▸ Goal:
Return the items below verbatim, beginning at the line that contains "Where can you spot the utility" and stopping after the line that contains "[1176, 230]", with both of those lines included.

▸ Records supplied:
----------

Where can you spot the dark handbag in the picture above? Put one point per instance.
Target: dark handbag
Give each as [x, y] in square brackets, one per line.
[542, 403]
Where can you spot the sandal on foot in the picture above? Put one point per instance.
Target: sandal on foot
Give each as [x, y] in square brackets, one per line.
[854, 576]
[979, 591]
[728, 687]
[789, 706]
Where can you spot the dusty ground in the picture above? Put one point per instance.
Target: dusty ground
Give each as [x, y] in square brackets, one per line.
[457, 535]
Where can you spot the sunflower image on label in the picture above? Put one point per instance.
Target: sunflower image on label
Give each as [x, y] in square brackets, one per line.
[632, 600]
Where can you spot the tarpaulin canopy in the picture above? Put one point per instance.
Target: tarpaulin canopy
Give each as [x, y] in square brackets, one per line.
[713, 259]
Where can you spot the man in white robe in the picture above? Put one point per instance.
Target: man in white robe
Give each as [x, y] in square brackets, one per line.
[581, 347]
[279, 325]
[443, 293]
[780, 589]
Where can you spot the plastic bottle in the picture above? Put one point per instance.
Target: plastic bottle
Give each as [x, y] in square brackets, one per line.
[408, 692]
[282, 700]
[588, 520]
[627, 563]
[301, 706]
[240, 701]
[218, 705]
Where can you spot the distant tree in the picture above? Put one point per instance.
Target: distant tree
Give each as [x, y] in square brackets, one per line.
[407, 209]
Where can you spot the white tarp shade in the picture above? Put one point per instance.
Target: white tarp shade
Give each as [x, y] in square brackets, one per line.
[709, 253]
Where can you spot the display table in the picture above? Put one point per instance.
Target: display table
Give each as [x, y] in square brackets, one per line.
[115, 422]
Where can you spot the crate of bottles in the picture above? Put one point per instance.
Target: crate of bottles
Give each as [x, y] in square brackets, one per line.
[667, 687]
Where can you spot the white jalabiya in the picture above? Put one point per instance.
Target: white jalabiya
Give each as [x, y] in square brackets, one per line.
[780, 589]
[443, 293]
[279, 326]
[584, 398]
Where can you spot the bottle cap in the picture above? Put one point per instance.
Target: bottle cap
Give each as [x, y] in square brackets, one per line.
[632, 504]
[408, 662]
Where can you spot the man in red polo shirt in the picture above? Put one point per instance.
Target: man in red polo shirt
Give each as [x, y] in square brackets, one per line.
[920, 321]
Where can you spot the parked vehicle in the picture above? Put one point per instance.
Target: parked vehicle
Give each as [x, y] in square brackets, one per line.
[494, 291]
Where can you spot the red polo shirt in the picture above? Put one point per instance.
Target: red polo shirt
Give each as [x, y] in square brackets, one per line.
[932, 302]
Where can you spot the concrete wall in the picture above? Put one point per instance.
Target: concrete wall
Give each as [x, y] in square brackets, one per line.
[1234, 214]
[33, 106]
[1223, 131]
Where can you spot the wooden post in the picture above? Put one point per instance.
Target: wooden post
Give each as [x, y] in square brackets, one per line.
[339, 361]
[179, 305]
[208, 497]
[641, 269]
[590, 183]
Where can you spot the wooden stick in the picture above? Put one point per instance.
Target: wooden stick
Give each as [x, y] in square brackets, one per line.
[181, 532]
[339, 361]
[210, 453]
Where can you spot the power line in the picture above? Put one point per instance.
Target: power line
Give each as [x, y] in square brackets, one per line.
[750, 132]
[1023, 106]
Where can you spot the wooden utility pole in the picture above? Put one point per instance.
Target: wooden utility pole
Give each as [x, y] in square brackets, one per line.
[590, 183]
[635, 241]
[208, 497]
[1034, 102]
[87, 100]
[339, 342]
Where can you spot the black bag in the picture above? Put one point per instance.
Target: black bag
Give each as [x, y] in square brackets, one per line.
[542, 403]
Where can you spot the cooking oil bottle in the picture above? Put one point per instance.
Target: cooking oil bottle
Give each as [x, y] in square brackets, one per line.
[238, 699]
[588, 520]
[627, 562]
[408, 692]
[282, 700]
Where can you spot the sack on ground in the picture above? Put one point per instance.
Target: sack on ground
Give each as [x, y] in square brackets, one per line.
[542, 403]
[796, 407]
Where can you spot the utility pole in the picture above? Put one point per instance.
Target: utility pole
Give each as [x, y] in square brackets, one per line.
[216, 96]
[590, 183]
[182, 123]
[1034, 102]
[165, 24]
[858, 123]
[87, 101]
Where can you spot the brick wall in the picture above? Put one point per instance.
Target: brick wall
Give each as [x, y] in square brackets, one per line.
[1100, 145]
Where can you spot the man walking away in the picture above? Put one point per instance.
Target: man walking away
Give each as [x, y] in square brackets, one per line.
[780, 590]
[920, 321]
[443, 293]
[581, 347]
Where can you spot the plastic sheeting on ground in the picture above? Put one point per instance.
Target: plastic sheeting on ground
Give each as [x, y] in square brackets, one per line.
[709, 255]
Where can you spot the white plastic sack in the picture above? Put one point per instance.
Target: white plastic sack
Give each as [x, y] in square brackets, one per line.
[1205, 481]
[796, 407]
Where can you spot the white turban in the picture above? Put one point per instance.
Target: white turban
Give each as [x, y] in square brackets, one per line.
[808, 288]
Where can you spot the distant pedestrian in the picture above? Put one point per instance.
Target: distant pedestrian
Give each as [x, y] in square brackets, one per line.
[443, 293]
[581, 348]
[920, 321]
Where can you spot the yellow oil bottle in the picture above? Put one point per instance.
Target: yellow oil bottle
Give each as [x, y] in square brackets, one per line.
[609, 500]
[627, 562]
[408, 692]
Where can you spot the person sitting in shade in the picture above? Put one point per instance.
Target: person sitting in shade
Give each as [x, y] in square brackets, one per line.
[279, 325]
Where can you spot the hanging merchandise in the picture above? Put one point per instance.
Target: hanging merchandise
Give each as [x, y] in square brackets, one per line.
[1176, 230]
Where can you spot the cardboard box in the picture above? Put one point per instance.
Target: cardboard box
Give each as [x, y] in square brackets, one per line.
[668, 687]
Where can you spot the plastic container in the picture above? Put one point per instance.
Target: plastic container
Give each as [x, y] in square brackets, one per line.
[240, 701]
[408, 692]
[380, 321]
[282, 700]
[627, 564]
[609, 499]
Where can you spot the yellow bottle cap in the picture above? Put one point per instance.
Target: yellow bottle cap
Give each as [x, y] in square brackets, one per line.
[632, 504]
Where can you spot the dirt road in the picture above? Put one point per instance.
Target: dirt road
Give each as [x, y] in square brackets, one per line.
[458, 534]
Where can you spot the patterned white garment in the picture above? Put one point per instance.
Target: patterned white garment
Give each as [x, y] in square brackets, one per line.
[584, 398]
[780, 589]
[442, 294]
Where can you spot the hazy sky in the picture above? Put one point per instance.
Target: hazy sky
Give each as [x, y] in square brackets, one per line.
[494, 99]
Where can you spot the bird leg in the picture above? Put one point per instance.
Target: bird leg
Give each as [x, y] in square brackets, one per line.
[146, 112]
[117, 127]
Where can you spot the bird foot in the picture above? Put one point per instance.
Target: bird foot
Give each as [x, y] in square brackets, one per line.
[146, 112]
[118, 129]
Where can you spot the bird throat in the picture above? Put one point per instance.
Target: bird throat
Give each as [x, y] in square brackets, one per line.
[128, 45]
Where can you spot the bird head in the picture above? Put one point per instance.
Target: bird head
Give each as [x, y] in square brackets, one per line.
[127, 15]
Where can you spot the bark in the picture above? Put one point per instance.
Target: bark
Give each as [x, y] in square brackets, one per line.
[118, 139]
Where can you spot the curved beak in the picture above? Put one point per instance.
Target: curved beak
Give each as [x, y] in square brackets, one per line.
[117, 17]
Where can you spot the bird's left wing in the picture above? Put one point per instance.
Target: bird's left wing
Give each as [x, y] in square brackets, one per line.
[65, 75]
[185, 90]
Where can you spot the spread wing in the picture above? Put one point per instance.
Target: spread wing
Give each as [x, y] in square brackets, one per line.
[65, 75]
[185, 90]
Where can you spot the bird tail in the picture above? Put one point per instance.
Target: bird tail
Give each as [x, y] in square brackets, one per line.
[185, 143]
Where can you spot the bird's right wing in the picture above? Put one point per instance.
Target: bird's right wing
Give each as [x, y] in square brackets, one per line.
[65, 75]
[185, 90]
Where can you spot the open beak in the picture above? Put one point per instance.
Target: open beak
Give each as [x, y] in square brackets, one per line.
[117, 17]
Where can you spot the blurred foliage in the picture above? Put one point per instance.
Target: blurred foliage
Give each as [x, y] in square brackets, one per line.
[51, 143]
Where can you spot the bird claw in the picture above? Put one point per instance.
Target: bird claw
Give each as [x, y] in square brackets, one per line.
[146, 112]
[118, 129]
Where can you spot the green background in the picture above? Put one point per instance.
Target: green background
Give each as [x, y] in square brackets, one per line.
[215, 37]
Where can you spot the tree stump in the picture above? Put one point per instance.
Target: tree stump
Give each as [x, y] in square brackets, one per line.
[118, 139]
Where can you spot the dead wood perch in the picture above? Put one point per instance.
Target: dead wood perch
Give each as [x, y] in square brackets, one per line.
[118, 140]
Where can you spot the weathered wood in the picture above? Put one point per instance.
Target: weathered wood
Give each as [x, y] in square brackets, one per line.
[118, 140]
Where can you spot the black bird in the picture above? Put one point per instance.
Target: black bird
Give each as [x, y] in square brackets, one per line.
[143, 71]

----------

▸ Answer:
Where can you spot the utility pole in the picture above? Put one point per instance.
Target: utility pole
Give each as [x, y] in square brackets, one per line.
[216, 96]
[590, 183]
[182, 123]
[1034, 102]
[165, 24]
[858, 123]
[87, 101]
Where can you spot the brick wall in the picture above? Put one point per instance.
Target: brick wall
Give each as [x, y] in square brackets, one per line.
[1100, 145]
Where can you spot the man walking away in the picture above? Put one point per instance.
Target: man walking away
Give each as [x, y] in square brackets, one per line.
[780, 590]
[920, 321]
[443, 293]
[581, 347]
Where can you spot the plastic sheeting on ground in the picture above? Put one point per instance.
Target: plastic sheeting on ground
Give each as [x, y] in square brackets, one per line.
[709, 255]
Where can you spot the white plastic sack in the picture above? Put one point per instance.
Target: white plastic sack
Give each as [x, y] in square brackets, one per line.
[1205, 481]
[796, 407]
Where can you spot the white turban in the picture above? Put one point per instance.
Target: white turban
Give each as [x, y] in square brackets, one per line.
[808, 288]
Where can you spot the distant pedestrian in the picture above? Put one point per instance.
Target: distant pedestrian
Give each as [x, y] in square brackets, one per line.
[443, 293]
[581, 348]
[920, 321]
Where can you spot the yellow oil bottle in the picture above? Put one point per instance.
Target: yellow oil bottle
Give each as [x, y] in square brackets, one per line.
[609, 500]
[627, 562]
[408, 692]
Where can you spot the person sitting in shade in the picture above? Put one point per instance.
Target: person sitting in shade
Give each as [x, y] in square brackets, one per line.
[279, 325]
Where can you spot the hanging merchandise in the picture above? Put one point per instance.
Target: hanging merchandise
Give each as [x, y] in square brackets, one per line.
[1176, 230]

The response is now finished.